==== Exercise materials

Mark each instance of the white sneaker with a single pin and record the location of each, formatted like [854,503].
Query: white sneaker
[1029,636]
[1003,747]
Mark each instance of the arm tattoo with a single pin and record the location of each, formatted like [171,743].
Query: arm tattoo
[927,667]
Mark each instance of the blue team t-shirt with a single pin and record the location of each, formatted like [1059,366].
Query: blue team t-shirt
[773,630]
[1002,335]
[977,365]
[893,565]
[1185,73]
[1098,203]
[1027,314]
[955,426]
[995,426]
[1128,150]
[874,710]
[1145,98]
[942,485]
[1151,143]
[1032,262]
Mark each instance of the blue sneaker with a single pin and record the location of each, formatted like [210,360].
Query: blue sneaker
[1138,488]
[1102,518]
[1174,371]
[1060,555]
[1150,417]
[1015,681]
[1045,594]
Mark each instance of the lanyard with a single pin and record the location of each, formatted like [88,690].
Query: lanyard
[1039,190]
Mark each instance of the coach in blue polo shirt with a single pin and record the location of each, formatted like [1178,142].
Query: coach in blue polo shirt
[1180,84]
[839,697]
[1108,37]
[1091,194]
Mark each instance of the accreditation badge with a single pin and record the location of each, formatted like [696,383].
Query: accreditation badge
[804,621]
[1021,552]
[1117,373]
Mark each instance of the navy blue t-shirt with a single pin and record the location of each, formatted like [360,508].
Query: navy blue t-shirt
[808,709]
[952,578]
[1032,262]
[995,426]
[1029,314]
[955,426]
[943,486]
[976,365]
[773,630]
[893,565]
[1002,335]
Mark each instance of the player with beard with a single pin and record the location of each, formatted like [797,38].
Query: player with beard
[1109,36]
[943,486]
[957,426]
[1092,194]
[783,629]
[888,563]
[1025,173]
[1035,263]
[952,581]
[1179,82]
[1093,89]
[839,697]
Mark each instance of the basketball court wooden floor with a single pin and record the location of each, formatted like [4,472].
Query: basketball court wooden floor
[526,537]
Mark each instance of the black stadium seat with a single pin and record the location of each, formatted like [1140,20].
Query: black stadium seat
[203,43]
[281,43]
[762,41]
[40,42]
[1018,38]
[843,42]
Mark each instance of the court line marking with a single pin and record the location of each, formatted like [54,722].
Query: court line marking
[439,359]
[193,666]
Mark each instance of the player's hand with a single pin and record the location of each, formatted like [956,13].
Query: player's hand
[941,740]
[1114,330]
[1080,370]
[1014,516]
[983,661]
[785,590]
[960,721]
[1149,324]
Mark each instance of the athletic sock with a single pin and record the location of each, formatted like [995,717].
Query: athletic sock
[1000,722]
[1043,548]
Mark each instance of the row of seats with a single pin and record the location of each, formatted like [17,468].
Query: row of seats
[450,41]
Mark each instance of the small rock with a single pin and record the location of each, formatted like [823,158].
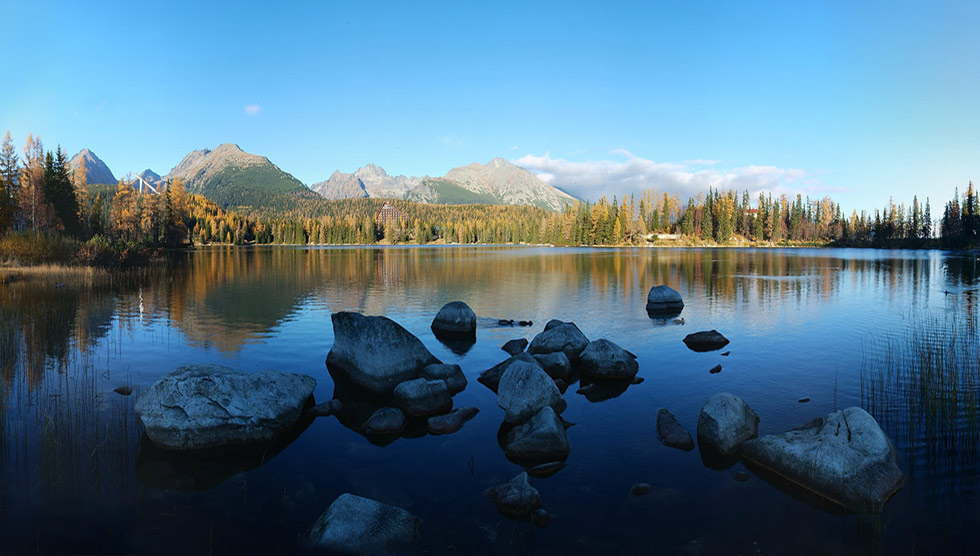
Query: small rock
[514,347]
[640,489]
[540,518]
[421,397]
[356,525]
[385,421]
[455,317]
[452,421]
[709,340]
[671,433]
[515,499]
[451,374]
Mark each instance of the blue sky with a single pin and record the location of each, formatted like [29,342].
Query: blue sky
[859,102]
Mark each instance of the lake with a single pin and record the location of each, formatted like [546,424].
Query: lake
[834,326]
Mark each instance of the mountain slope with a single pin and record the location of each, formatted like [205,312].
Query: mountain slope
[230,176]
[96,171]
[509,184]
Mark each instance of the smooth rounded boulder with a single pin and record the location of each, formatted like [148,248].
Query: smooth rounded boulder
[207,406]
[376,353]
[360,526]
[524,389]
[663,300]
[455,317]
[725,422]
[844,457]
[604,360]
[561,336]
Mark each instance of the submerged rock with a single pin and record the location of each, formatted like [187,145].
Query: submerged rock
[421,397]
[555,364]
[455,317]
[671,433]
[515,499]
[376,353]
[559,336]
[361,526]
[452,421]
[725,422]
[451,374]
[524,389]
[491,377]
[844,457]
[513,347]
[385,421]
[708,340]
[541,439]
[204,406]
[664,300]
[604,360]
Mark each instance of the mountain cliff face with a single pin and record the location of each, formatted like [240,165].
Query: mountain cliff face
[497,182]
[230,176]
[96,171]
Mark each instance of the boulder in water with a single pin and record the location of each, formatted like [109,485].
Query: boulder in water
[843,457]
[205,406]
[376,353]
[455,317]
[361,526]
[725,422]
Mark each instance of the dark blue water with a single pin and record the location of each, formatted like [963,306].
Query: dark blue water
[77,476]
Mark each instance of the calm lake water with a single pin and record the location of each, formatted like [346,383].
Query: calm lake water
[76,474]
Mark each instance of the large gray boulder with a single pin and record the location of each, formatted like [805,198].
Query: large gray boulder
[564,337]
[604,360]
[364,527]
[524,389]
[376,353]
[515,499]
[844,457]
[664,300]
[451,374]
[725,422]
[491,377]
[204,406]
[421,397]
[455,317]
[542,438]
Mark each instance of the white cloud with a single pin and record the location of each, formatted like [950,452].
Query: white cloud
[632,174]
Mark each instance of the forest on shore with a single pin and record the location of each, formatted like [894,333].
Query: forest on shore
[48,213]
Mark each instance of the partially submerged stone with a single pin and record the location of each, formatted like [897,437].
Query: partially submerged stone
[386,421]
[515,499]
[843,457]
[540,439]
[452,421]
[451,374]
[356,525]
[664,300]
[725,422]
[455,317]
[421,397]
[561,336]
[376,353]
[671,433]
[604,360]
[708,340]
[205,406]
[524,389]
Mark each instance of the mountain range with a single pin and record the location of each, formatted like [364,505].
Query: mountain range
[232,177]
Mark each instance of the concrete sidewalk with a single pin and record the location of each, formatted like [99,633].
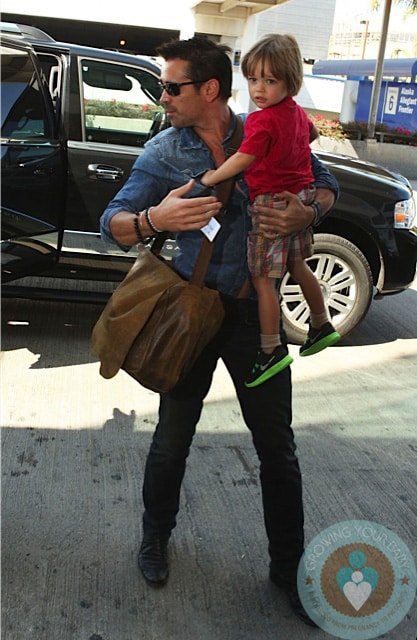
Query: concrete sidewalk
[74,448]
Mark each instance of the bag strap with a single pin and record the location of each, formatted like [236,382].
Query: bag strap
[224,193]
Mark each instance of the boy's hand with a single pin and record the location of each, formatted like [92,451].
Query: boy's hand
[206,178]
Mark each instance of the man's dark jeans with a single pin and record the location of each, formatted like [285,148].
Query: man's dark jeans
[267,412]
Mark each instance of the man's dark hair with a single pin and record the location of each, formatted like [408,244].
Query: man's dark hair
[206,60]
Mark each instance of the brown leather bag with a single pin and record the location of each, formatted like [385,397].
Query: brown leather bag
[156,324]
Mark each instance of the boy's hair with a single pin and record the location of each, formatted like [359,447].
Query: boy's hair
[206,60]
[283,56]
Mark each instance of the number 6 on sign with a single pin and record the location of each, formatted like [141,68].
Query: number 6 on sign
[391,100]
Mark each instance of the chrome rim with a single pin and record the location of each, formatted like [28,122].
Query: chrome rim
[339,286]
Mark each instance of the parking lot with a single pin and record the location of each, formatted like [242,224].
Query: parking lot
[74,447]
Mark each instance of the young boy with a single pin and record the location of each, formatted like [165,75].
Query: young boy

========

What this task involves = Reproduce the data verbatim. Do not carry any picture into the copy.

Full answer =
Mark each instance of the white sneaker with a single pin and record the location of each, formatted like [854,503].
Query: white sneaker
[1029,636]
[1003,747]
Mark each instance of the arm tattoo with a single pin and record the location of each, formatted like [171,743].
Query: arm tattoo
[927,667]
Mark each instance of the blue team t-shirt with a single pin and record the location of each, formatted like [1059,366].
Query: blue team t-shirt
[773,630]
[1002,335]
[977,365]
[893,565]
[1185,73]
[1098,203]
[1027,314]
[955,426]
[995,426]
[1128,150]
[874,710]
[1145,98]
[942,485]
[1151,143]
[1032,262]
Mark each instance of the blue sneaker with a single pin and record the location of each, formatted like [210,360].
Query: blue sneaker
[1138,488]
[1102,518]
[1174,371]
[1060,555]
[1150,417]
[1015,681]
[1045,594]
Mark each instance of the lanyard with a single pin and record the location of each, formatted like [88,690].
Query: lanyard
[1039,190]
Mark each instance of the coach in blue polo shirt with a single pin and record the location of each, formatted like [1178,142].
Query: coach in blue polo shirt
[1180,84]
[839,697]
[1108,37]
[1091,194]
Mark each instance of the accreditation badge with a single pin and record the location of each, formatted like [696,383].
Query: accreditation badge
[804,621]
[1021,552]
[1117,373]
Mark each instance of the navy blue t-shirt with a single pin and record the location of each, formatted like [360,508].
Query: navy blue t-shirt
[808,709]
[952,578]
[1032,262]
[995,426]
[1029,314]
[955,426]
[943,486]
[976,365]
[773,630]
[893,565]
[1002,335]
Mark each instance of the player with beard with a single pin and record the location of each, formatted like [797,38].
Query: player with beard
[1109,36]
[943,486]
[957,426]
[1092,194]
[783,629]
[888,563]
[1025,173]
[1035,263]
[952,581]
[1179,82]
[1093,89]
[839,697]
Mark each instance of the basketball court wooden floor with a single pin and record the location of each, formatted like [4,472].
Query: basketball court wooden floor
[526,537]
Mark each instance of the black stadium seat with a single pin and record the location of each, formatted like [1140,20].
Query: black stadium seat
[203,43]
[281,43]
[762,41]
[40,42]
[1018,38]
[843,42]
Mark each instance of the court line marking with a single pin and record the location of each, formatted like [54,722].
Query: court line marking
[439,359]
[193,666]
Mark each instance of the player's hand with a single pin and record the location of each, formatted like [956,13].
Query: player's hand
[941,740]
[1114,330]
[1080,370]
[1014,516]
[983,661]
[785,590]
[960,721]
[1149,324]
Mark each instance of the athletic sock with a single pin and record the location of each, formatted like [995,717].
Query: athletic sock
[1000,722]
[1043,548]
Mark each instance of the row of seats with a single pin and record the location of each, formatted like [17,468].
Query: row of seats
[450,41]
Mark each instance of the small rock with a single pin and record the location of each, formatted like [823,158].
Query: small rock
[514,347]
[640,489]
[540,518]
[421,397]
[356,525]
[385,421]
[455,317]
[452,421]
[709,340]
[671,433]
[515,499]
[451,374]
Mark each instance of the blue sky with a single pin and record the location of each, formatted like [29,342].
Query: blue sky
[859,102]
Mark each instance of the lake with a single pin and record the location of each, formatted like [546,424].
Query: lake
[834,326]
Mark each instance of the mountain slope with a single pin and record the location of each, formatted like [205,312].
Query: mountain slope
[230,176]
[96,171]
[509,184]
Mark each instance of the smooth rounded boulder with a single pin and record the location of each, formatted like [148,248].
Query: smooth rounded boulder
[207,406]
[376,353]
[360,526]
[524,389]
[663,300]
[455,317]
[725,422]
[844,457]
[604,360]
[561,336]
Mark each instance of the submerged rock with a single pin and record the location of each, formatted like [187,145].
Query: submerged rock
[421,397]
[555,364]
[455,317]
[671,433]
[515,499]
[376,353]
[559,336]
[361,526]
[452,421]
[725,422]
[451,374]
[524,389]
[491,377]
[844,457]
[513,347]
[385,421]
[708,340]
[541,439]
[204,406]
[664,300]
[604,360]
Mark each instance of the mountain cliff face with a single pin and record the location of each, formatted like [240,165].
Query: mountain cliff face
[497,182]
[230,176]
[96,171]
Mark each instance of the boulder in water with a single pin and record the location of each, formatted like [109,485].
Query: boulder in water
[843,457]
[205,406]
[376,353]
[455,317]
[361,526]
[725,422]
Mark each instance of the dark blue water with a single pin and record the location of each, formatted like [963,306].
Query: dark blue water
[77,476]
Mark each instance of the calm lake water with a single pin and record the location of each, formatted like [346,383].
Query: calm lake water
[76,474]
Mark each instance of the large gray boulder with a single pin and record the location of each, formatted like [805,198].
Query: large gray boulder
[564,337]
[604,360]
[364,527]
[524,389]
[376,353]
[515,499]
[844,457]
[664,300]
[451,374]
[725,422]
[491,377]
[204,406]
[421,397]
[455,317]
[542,438]
Mark each instance of the white cloud with a single pin and record the location of each, formatted like [950,452].
Query: white cloud
[632,174]
Mark each instance of the forest on shore with a single pin and record the location of each, formatted like [894,333].
Query: forest on shore
[48,213]
Mark each instance of the partially submerged stone with a single pin and record the location of each, formatted like [897,437].
Query: partially submerged stone
[386,421]
[515,499]
[843,457]
[540,439]
[452,421]
[451,374]
[356,525]
[664,300]
[725,422]
[455,317]
[421,397]
[561,336]
[376,353]
[671,433]
[604,360]
[708,340]
[205,406]
[524,389]
Mark each instance of the mountain range with a single pin and record the location of each, formatted like [364,505].
Query: mountain range
[232,177]
Mark each instance of the concrete sidewalk with a single pin and record the location of each, formatted like [99,633].
Query: concrete sidewalk
[74,448]
Mark each instance of the bag strap with a single pin and record the location of each, formatted like [236,382].
Query: bag strap
[224,193]
Mark each instance of the boy's hand with a single pin and record the location of each, formatted like [92,451].
Query: boy's hand
[206,178]
Mark each instance of the man's dark jeans with a single pin and record the location of each, formatted like [285,148].
Query: man's dark jeans
[267,412]
Mark each instance of the man's dark hair with a single pin and record the location of each, formatted like [408,244].
Query: man's dark hair
[206,60]
Mark each instance of the brown leather bag with a single pin and record the location of each, formatted like [385,397].
Query: brown leather bag
[156,324]
Mark each instance of the boy's hair with a single pin and record the location of each, formatted like [359,447].
Query: boy's hair
[206,60]
[283,56]
Mark each instance of the number 6 on sign with a single pin and record the location of each, formatted like [141,68].
Query: number 6 on sign
[391,100]
Mark each instance of the chrome rim with a single pin and record the location of each, formatted like [28,122].
Query: chrome rim
[339,286]
Mark each instance of the parking lot with a single pin and record the location of each, formatted like [242,224].
Query: parking lot
[74,447]
Mark each instance of the young boy with a single pin and record the location of each, formatted like [165,75].
Query: young boy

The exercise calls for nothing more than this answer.